(Dataset rows)
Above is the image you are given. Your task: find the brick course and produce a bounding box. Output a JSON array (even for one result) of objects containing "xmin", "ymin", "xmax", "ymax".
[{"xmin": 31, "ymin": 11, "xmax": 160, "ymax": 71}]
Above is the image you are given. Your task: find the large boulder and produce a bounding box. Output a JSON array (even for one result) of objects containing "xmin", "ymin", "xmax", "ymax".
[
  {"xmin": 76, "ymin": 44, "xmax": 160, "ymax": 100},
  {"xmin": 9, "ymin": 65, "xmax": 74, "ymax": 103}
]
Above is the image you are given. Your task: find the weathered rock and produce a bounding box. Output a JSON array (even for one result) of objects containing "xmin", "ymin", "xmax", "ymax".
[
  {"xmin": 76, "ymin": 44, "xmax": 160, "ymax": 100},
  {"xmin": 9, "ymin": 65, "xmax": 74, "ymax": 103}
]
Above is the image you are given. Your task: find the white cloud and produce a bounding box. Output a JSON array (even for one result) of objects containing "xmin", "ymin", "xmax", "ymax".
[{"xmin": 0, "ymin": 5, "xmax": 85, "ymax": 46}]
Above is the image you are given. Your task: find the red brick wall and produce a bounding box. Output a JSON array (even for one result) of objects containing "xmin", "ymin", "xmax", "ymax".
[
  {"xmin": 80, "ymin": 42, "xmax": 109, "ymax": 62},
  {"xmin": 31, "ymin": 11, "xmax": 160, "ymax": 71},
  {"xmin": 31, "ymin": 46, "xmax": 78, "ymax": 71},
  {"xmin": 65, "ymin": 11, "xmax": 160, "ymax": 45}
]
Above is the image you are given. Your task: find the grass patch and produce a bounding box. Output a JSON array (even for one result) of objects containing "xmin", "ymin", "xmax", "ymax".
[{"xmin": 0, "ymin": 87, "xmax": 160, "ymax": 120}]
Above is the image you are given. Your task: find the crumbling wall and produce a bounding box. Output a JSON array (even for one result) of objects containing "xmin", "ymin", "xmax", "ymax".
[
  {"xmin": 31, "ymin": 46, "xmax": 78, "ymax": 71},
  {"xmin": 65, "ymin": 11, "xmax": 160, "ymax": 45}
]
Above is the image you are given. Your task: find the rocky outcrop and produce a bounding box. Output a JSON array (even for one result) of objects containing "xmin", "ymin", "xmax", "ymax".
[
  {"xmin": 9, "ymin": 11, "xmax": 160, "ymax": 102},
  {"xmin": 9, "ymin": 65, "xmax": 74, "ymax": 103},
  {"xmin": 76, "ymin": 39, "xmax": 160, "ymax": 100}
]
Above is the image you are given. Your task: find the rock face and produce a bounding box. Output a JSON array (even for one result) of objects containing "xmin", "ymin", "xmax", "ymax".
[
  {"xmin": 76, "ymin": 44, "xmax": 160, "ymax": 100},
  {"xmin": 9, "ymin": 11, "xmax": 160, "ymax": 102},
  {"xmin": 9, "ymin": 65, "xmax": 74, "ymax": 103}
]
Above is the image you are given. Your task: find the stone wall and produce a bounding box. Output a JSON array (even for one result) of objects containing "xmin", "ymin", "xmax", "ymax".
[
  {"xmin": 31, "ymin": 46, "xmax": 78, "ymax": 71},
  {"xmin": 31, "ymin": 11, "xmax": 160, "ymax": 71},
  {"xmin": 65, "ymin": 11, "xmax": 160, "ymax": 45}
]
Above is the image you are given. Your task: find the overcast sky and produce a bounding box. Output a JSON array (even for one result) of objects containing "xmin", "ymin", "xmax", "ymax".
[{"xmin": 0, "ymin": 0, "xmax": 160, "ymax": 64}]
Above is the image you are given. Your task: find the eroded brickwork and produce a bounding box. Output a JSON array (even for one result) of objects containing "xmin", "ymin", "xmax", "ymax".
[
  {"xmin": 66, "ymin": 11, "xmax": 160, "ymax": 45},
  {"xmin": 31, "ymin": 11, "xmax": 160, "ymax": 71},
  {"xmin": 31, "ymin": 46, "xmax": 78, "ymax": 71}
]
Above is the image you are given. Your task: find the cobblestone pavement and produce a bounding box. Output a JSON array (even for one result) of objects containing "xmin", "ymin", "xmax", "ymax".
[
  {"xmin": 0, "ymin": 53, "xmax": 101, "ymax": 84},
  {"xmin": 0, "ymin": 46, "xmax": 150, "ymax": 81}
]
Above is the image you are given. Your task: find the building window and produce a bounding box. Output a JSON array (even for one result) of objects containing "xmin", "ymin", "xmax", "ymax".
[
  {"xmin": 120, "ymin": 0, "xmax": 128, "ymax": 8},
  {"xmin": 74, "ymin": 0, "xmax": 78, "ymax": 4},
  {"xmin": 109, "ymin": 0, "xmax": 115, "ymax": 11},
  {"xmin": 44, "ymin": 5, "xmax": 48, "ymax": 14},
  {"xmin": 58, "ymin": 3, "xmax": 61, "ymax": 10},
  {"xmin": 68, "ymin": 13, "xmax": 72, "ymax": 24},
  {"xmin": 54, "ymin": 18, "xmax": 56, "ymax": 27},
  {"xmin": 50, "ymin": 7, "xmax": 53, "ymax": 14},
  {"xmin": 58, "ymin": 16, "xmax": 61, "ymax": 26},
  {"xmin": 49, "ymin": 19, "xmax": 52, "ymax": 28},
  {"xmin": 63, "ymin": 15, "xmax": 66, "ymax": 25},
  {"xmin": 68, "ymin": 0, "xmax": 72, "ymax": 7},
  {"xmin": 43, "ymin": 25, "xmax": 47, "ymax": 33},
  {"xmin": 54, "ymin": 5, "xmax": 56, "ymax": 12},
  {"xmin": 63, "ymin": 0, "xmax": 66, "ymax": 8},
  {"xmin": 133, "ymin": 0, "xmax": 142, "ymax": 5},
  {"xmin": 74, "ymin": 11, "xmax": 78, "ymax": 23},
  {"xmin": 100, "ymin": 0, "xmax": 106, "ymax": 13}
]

- EXERCISE INSTRUCTIONS
Rewrite every line of the records from the line with "find the eroded" to the end of the records, multiplying each bounding box coordinate by 1.2 and rounding to whole numbers, with halves rounded up. Leave everything else on those lines unchanged.

- EXERCISE RESPONSE
Above is the image you are given. Your task: find the eroded brickwork and produce a bounding box. Output a JSON array (even for one result) of objects containing "xmin", "ymin", "xmax", "ymax".
[
  {"xmin": 79, "ymin": 13, "xmax": 192, "ymax": 54},
  {"xmin": 37, "ymin": 13, "xmax": 192, "ymax": 85},
  {"xmin": 37, "ymin": 55, "xmax": 94, "ymax": 85}
]
Above is the image you are given. Your task: find the cobblestone pavement and produce a bounding box. Output a JSON array (even for one result) of objects containing "xmin", "ymin", "xmax", "ymax".
[
  {"xmin": 0, "ymin": 64, "xmax": 121, "ymax": 101},
  {"xmin": 0, "ymin": 55, "xmax": 180, "ymax": 97}
]
Above is the image you are given. Your task: find the building window and produce a bounding box. Output a JSON array (even for one result) of objects containing "xmin", "ymin", "xmax", "ymax".
[
  {"xmin": 144, "ymin": 0, "xmax": 154, "ymax": 10},
  {"xmin": 89, "ymin": 0, "xmax": 94, "ymax": 5},
  {"xmin": 131, "ymin": 0, "xmax": 138, "ymax": 13},
  {"xmin": 53, "ymin": 6, "xmax": 58, "ymax": 17},
  {"xmin": 70, "ymin": 4, "xmax": 73, "ymax": 12},
  {"xmin": 82, "ymin": 16, "xmax": 86, "ymax": 29},
  {"xmin": 65, "ymin": 22, "xmax": 67, "ymax": 32},
  {"xmin": 60, "ymin": 8, "xmax": 64, "ymax": 17},
  {"xmin": 70, "ymin": 19, "xmax": 73, "ymax": 31},
  {"xmin": 59, "ymin": 23, "xmax": 62, "ymax": 34},
  {"xmin": 76, "ymin": 18, "xmax": 79, "ymax": 30},
  {"xmin": 82, "ymin": 0, "xmax": 86, "ymax": 8},
  {"xmin": 52, "ymin": 30, "xmax": 56, "ymax": 40},
  {"xmin": 65, "ymin": 6, "xmax": 67, "ymax": 14},
  {"xmin": 76, "ymin": 0, "xmax": 79, "ymax": 10},
  {"xmin": 160, "ymin": 0, "xmax": 170, "ymax": 6},
  {"xmin": 89, "ymin": 13, "xmax": 94, "ymax": 28},
  {"xmin": 120, "ymin": 0, "xmax": 127, "ymax": 16}
]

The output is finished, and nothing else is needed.